— Start GIVEN DATA —

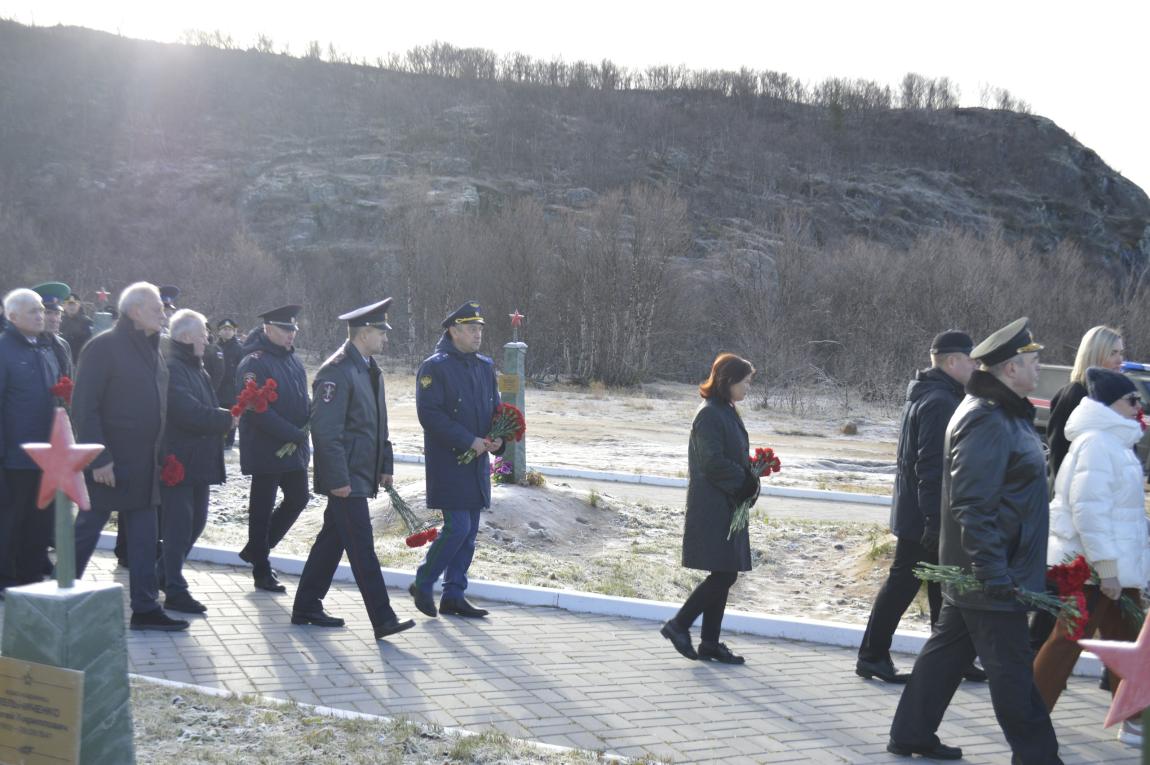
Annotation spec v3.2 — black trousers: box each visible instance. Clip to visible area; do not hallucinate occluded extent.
[674,571,738,643]
[890,603,1063,765]
[859,536,942,661]
[292,496,396,628]
[240,469,312,575]
[0,469,55,589]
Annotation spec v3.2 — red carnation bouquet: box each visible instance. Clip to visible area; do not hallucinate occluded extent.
[386,487,439,548]
[459,404,527,465]
[48,375,75,406]
[231,377,279,418]
[160,454,184,487]
[727,446,783,540]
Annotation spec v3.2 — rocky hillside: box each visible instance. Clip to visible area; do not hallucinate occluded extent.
[0,22,1150,391]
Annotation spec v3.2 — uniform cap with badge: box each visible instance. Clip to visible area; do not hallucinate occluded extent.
[255,305,302,331]
[339,298,391,329]
[442,300,486,329]
[971,316,1043,367]
[32,282,72,313]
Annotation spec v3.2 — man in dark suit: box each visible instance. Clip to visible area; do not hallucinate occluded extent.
[72,282,187,630]
[887,318,1063,765]
[291,298,415,640]
[854,330,986,683]
[408,301,504,618]
[236,305,312,592]
[0,289,60,590]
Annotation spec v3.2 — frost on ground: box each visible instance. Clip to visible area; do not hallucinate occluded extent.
[132,681,654,765]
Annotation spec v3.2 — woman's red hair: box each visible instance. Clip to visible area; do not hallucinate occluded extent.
[699,353,754,401]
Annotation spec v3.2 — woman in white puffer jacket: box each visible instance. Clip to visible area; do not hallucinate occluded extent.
[1034,367,1150,733]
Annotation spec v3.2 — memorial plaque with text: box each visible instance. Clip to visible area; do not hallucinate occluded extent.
[0,657,84,765]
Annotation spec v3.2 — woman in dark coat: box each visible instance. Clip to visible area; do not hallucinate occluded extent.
[661,353,759,664]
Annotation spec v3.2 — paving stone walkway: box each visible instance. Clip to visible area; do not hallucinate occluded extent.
[0,551,1139,765]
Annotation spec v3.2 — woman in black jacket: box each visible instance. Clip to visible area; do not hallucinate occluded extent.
[160,308,236,613]
[661,353,759,664]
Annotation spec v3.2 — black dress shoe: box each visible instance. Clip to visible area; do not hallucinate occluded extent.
[129,609,187,633]
[887,739,963,759]
[291,609,344,627]
[253,571,288,592]
[407,582,439,617]
[963,663,987,682]
[163,592,208,613]
[854,658,911,686]
[699,641,746,664]
[439,598,491,619]
[659,619,699,661]
[375,617,415,640]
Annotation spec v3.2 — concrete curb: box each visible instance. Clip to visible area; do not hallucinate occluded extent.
[396,454,891,507]
[97,531,1102,678]
[128,673,631,763]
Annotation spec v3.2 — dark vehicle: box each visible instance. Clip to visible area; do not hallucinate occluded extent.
[1029,361,1150,475]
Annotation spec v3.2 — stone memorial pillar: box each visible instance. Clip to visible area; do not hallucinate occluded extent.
[0,408,136,765]
[499,309,527,483]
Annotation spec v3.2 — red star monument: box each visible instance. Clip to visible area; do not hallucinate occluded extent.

— End GIVEN DATA —

PROBLEM TO SOLVE. Copy every line of the entries above word for word, omitting the pictures.

RESPONSE.
Annotation spec v3.2 — black trousers: box each visible instance. Clip to visible area; do not hallucinate occluded extent.
[674,571,738,643]
[890,603,1063,765]
[859,536,942,661]
[292,496,396,628]
[240,469,312,575]
[0,469,55,589]
Annotation spec v3.2 — red carnation bouquet: box each visible instance. Clip to visible area; do not hallucinate occluded extent.
[386,487,439,548]
[459,404,527,465]
[48,375,75,406]
[231,377,279,418]
[160,454,184,487]
[727,446,783,540]
Annotation spec v3.2 — rocky hillside: box each visible instance. Clip to visible area; do not hallucinate occluded extent.
[0,22,1150,391]
Annotation spec v3.2 — uniform cap with badge: box each visible instance. Clip to visible area; do not hallucinate occluded extent.
[255,305,302,331]
[339,298,391,329]
[442,300,486,329]
[971,316,1043,367]
[32,282,72,313]
Annotation spec v3.2 — man in dark suit: box each visible instance. Clip to visible area; do not hallucinate occluded extent.
[72,282,187,630]
[887,318,1063,765]
[291,298,415,640]
[854,330,986,683]
[408,301,504,618]
[236,305,312,592]
[0,289,60,590]
Annotation spec v3.2 — frost on ground: box each visible instance. Clip to visible area; do not hallucinate occluded extent.
[132,681,654,765]
Annotation spec v3.2 — woman's red hair: box each visible instance. Clip to visible area; do not hallucinate occluded extent.
[699,353,754,401]
Annotation spec v3.2 — woman in white puffer jacket: box each visible instance. Clip to visible area; do not hallucinate occluded extent.
[1034,367,1150,733]
Annotation spec v3.2 — memorial plaque with text: box each visible instance. Clip to visible area; do not hallucinate occluded extent.
[0,657,84,765]
Annotation spec v3.2 — woman in dark coat: box each visible instance. Clip to visible area; do not hallucinate occluded extent.
[661,353,759,664]
Annotation spec v3.2 — paving stone walkway: box each visible instance. Clip to visible area; do not hallucinate occluded extent.
[0,551,1139,765]
Annotation spec v3.2 — woman in black jacket: box each visible instance. Clip to visible area; do not hallucinate occluded extent.
[160,308,236,613]
[661,353,759,664]
Annotation spec v3.2 — black dress shoe: box each visible instance. Clip to visible area; do not hallucinate occluded extent.
[129,609,187,633]
[887,739,963,759]
[291,609,344,627]
[253,571,288,592]
[407,582,439,617]
[963,663,987,682]
[163,592,208,613]
[854,658,911,686]
[699,641,746,664]
[439,598,491,619]
[659,619,699,661]
[375,617,415,640]
Annotation spec v3.2 — concrete curb: box each visible instance. Clip to visible area; do not hallucinate occluded extent.
[396,454,891,507]
[97,531,1102,678]
[128,673,631,763]
Annotation spec v3.2 — dark vehicle: box each visible instance. Clip to visible area; do not hallucinate occluded extent.
[1029,361,1150,475]
Annotation spec v3.2 — stone memorial pillar: box each visible instance. Clip to visible area; do not hallucinate occluded extent.
[0,408,136,765]
[499,309,527,483]
Annotation spec v3.2 — red star monument: box each visible instance. Clip to visible area; do not hallucinate occluded extent.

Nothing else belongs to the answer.